*WORK TO DO*
Please repeat every one of the lines below word for word, leaving out the pictures.

*Coordinate annotation lines*
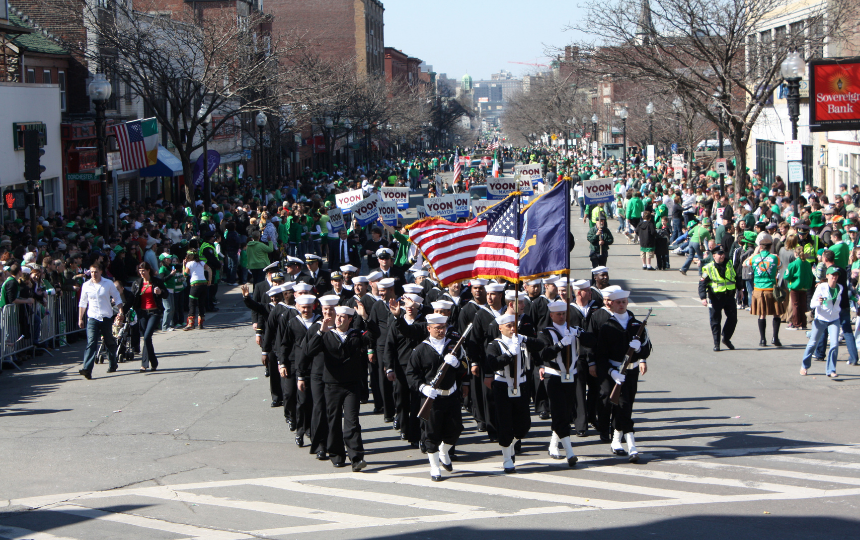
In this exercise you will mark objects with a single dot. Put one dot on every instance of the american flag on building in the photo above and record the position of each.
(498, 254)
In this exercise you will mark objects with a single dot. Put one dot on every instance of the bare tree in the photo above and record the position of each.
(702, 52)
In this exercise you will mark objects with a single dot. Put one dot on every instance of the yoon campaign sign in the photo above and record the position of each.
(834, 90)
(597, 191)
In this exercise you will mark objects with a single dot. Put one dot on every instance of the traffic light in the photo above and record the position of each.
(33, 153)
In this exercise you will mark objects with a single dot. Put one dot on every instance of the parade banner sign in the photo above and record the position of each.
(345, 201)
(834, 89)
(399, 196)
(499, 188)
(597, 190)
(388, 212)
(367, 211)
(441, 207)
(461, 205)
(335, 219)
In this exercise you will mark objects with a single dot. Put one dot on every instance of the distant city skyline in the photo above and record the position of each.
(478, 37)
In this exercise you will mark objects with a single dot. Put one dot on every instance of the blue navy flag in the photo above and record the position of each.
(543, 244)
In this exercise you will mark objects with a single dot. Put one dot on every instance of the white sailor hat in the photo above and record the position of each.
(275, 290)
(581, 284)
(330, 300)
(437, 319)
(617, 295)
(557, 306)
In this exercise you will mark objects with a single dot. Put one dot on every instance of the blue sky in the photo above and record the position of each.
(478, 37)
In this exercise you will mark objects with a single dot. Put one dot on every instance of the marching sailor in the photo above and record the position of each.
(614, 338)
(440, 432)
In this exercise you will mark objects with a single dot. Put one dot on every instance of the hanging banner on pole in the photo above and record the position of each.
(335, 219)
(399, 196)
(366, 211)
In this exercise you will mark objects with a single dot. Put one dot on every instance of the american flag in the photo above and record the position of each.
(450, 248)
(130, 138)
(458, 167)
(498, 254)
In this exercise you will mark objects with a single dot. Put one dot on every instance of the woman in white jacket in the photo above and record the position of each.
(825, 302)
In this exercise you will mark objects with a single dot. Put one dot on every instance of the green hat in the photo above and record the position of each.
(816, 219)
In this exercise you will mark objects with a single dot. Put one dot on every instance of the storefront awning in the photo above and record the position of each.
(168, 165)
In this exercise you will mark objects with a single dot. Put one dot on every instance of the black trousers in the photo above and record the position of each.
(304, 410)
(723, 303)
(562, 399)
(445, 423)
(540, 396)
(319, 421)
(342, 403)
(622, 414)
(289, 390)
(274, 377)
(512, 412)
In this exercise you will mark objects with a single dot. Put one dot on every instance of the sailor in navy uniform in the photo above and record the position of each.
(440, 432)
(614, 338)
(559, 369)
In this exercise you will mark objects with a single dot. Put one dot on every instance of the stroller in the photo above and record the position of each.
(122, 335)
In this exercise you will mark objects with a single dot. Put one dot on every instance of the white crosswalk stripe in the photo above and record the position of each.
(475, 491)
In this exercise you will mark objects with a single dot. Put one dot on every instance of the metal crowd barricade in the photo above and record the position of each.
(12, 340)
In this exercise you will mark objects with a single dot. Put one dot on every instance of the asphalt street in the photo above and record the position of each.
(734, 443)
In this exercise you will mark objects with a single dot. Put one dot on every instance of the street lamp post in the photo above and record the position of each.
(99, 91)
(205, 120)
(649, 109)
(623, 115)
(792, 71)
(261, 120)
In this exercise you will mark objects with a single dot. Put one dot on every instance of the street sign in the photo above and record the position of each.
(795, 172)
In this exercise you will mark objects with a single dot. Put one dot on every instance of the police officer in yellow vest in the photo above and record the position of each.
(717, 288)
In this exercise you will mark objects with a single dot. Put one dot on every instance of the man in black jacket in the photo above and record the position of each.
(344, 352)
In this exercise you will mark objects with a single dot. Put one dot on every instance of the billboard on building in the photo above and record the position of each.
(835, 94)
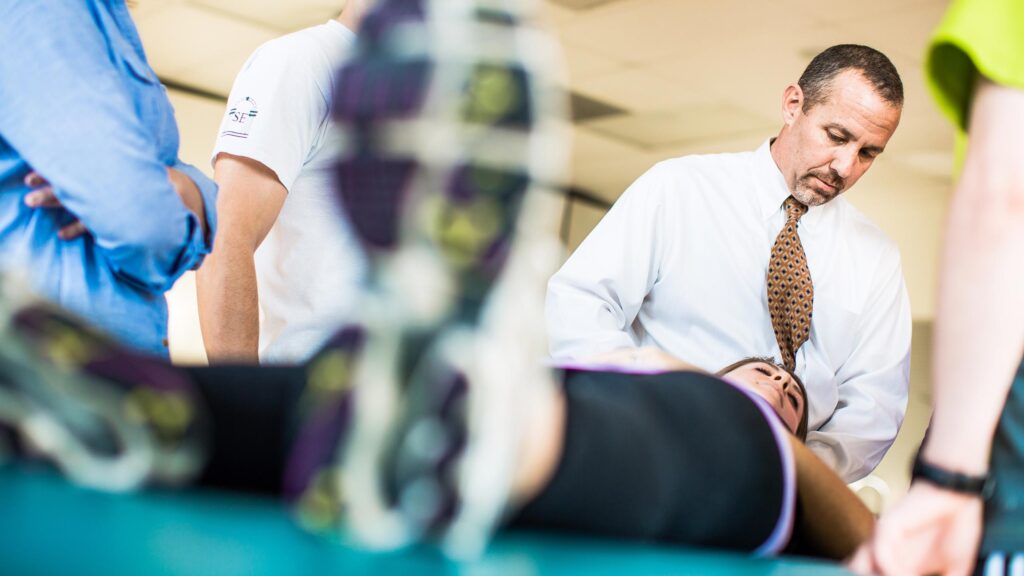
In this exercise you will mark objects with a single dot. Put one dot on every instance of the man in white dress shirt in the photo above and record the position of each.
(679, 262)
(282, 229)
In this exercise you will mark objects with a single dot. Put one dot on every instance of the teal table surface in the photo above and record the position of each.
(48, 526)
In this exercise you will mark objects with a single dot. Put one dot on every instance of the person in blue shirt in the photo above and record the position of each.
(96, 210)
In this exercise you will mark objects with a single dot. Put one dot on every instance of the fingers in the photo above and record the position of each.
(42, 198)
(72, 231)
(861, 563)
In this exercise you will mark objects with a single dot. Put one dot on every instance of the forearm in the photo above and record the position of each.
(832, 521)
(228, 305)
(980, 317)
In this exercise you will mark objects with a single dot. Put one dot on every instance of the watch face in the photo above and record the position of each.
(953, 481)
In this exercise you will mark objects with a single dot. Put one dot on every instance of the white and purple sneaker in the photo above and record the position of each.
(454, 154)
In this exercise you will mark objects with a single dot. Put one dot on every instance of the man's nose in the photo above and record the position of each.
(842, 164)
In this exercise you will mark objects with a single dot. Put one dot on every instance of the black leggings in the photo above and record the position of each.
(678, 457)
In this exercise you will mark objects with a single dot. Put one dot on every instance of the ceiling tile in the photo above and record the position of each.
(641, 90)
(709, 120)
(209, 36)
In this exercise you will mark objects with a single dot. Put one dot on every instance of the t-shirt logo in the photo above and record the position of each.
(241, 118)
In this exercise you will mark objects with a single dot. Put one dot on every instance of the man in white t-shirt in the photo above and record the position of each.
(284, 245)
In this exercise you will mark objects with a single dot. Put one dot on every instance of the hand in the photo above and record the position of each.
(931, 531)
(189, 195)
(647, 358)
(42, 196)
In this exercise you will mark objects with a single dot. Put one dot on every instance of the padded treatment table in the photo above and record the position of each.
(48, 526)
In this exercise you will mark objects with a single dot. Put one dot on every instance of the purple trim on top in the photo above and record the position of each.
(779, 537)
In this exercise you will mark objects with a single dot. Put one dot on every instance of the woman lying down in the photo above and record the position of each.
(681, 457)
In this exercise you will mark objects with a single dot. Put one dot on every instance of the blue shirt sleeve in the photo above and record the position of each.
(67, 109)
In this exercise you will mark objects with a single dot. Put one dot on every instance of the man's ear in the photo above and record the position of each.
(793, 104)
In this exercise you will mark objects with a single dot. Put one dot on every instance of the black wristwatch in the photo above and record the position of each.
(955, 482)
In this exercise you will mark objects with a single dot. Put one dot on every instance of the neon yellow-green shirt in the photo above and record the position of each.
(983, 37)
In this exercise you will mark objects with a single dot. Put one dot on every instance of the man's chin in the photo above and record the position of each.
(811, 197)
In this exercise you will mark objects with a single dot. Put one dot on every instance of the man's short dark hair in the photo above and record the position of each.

*TASK SOLUTION*
In this exercise you will mark objects with a single dot. Put one dot on every instance of the american flag on building in the photo above and record the position of each.
(498, 254)
In this exercise you will mark objects with a single dot. Put one dot on every instance of the bare tree in the photo above and record the position of each.
(702, 52)
In this exercise you will mark objects with a single dot. Put one dot on every instance of the yoon campaign sign in the photo above and record the position of each.
(834, 90)
(597, 191)
In this exercise you will mark objects with a single dot. Put one dot on every instance of the traffic light in the photo above and record the position of each.
(33, 153)
In this exercise you will mark objects with a single dot. Put one dot on every instance of the parade banner sign in the photo above and record the position of each.
(345, 201)
(834, 89)
(399, 196)
(499, 188)
(597, 190)
(388, 212)
(367, 211)
(441, 207)
(461, 205)
(335, 219)
In this exercise you will mark objects with a single dot. Put one dot on every instance of the distant city skyline in the photo above and record the position of each.
(478, 37)
In this exercise you will mark objects with a single dot. Put one dot on every instance of the blue navy flag in the photo above and record the position of each.
(543, 244)
In this exercise you will mark objects with a single dot. Put one dot on every instance of the white sailor hat in the photo above and record the position of each.
(275, 290)
(581, 284)
(330, 300)
(437, 319)
(617, 295)
(557, 306)
In this exercise you will mark objects with a single dot. Put one dot on every instance of the blue sky in the photo above and record the position of each.
(478, 37)
In this exercise you will mark objects with a single dot. Put one dot on every instance of the marching sailor in the photo above and record the position of each.
(614, 338)
(440, 432)
In this exercise you will mark objects with a single dot. Put one dot on every instance of the hanging banner on pole in the photo above and record the position of each.
(335, 219)
(399, 196)
(366, 211)
In this exercise you will mark objects with a single dot. Put one dot on every instance of the american flag in the photo above and record the position of each.
(450, 248)
(130, 138)
(458, 167)
(498, 254)
In this exercise you will mark objects with a single dot. Put one dot on every instance of the woman in white jacket in the photo above and record the position of each.
(825, 302)
In this exercise you will mark objects with a single dot. Put one dot on every instance of the green hat in the photo above and record the position of each.
(816, 219)
In this exercise you will mark objects with a single dot. Put one dot on every instance of the storefront awning in the photo above and record the position of each.
(168, 165)
In this exercise you will mark objects with a single dot. Put one dot on every instance of the black trousers in the photo above and record the position of each.
(304, 410)
(723, 303)
(562, 399)
(445, 423)
(540, 396)
(319, 421)
(342, 403)
(622, 414)
(289, 390)
(274, 377)
(512, 412)
In this exercise you will mark objects with a single dot. Put one dot on every instance of the sailor in navy uniform in the photo above and record the position of each.
(440, 432)
(614, 338)
(559, 369)
In this exercise you will mark objects with a single dot. Put one dot on every instance of the stroller in the photo above and record the position of each.
(122, 335)
In this exercise you will mark objects with a single dot. Put one dot on every instance of the white crosswalk stripe in the photo above and record the position of each.
(475, 491)
In this exercise you will mark objects with a single dot. Put one dot on every instance of the metal crowd barricade in the photo above and record the position of each.
(12, 340)
In this exercise you will mark objects with a single dot. Put one dot on every instance of the asphalt street in the photo above and record the position of each.
(734, 443)
In this exercise you will mark objects with a single dot. Put one dot on every instance of the street lamp post in the photo above and record the position of each.
(99, 91)
(205, 120)
(649, 109)
(623, 115)
(792, 71)
(261, 120)
In this exercise you will mark objects with a single dot. Put one dot on every instance of the street sign in the photo above and record the position of each.
(795, 172)
In this exercise you will mark objects with a single dot. Put one dot on every instance of the police officer in yellow vest in the photo above and record the position of each.
(717, 288)
In this exercise you will mark objects with a single dot. Put one dot on every instance of the man in black jacket in the photo above and record the position of each.
(344, 352)
In this exercise you will mark objects with a single dot. Put one dot on every instance of the billboard on building in the photo above and record the position of each.
(835, 94)
In this exercise you will mark objects with a single dot. Put one dot on every instance of the man in white dress shirt in the photo above and record the position of each.
(679, 262)
(282, 229)
In this exercise you will mark objects with a single dot. Put one dot on every instance of the teal table surface in the photo above and record the position of each.
(48, 526)
In this exercise you will mark objects with a single dot. Put one dot on every instance of the person in blue shirt in the photo above and record the position of each.
(96, 210)
In this exercise you will mark objects with a single dot. Put one dot on every instance of the fingers in the photo above and record the position of each.
(42, 198)
(72, 231)
(861, 563)
In this exercise you will mark objects with a single dot. Put one dot on every instance of the forearm in the photo above and record the position of each.
(832, 521)
(228, 305)
(980, 317)
In this exercise you will mark objects with a single dot. Put one dot on every instance of the watch face in the photo above and record the position of each.
(953, 481)
In this exercise you will mark objects with a single dot. Put one dot on every instance of the white and purple sneaker in the photo above and record the position of each.
(454, 154)
In this exercise you will mark objects with a single dot. Put one dot on every instance of the man's nose in the photo above and record the position of each.
(842, 164)
In this exercise you will mark objects with a single dot. Put one dot on every instance of the black leggings in the photo above and record the position of each.
(678, 457)
In this exercise you will mark objects with a single dot. Put one dot on every instance of the ceiling tile in the photo above and record the position of each.
(641, 90)
(709, 120)
(209, 36)
In this exercise you will mark objects with a single dot. Put one dot on every instance of the t-shirt logo in the photo above and record the position of each.
(241, 118)
In this exercise you will mark objects with a single dot. Put one dot on every instance of the man in white t-shirt in the photo above and record the position of each.
(284, 245)
In this exercise you will mark objects with a single dot. Put one dot on every instance of the hand in the photo above and record the position of each.
(931, 531)
(189, 195)
(647, 358)
(42, 196)
In this exercise you will mark objects with a single dot. Put one dot on every instance of the padded treatment table in the photo above and record the position of each.
(48, 526)
In this exercise you will mark objects with a single dot. Put one dot on every instance of the purple trim on top in the photo above and record the position of each.
(779, 537)
In this exercise you will mark objects with a single dot. Put one dot on every instance of the woman lying down in the photo above and record the position of each.
(681, 457)
In this exercise you will mark objects with a single dot. Put one dot on every instance of the blue shirt sleeve in the photo above and record the position of each.
(67, 109)
In this exercise you will mark objects with a single dot. Put one dot on every instance of the man's ear in the photo above and record the position of each.
(793, 104)
In this exercise you will mark objects with a single dot. Put one dot on every instance of the black wristwatch in the photo above and record the position of each.
(955, 482)
In this exercise you will mark objects with a single dot. Put one dot on every instance of the neon yellow-green shirt in the photo above and record the position of each.
(983, 37)
In this exercise you will mark objects with a single dot. Put one dot on every instance of the man's chin in the photo above and record the position of each.
(811, 197)
In this exercise you will mark objects with a single dot. Put one dot on every instance of the man's short dark hair in the photo above and record the position of each.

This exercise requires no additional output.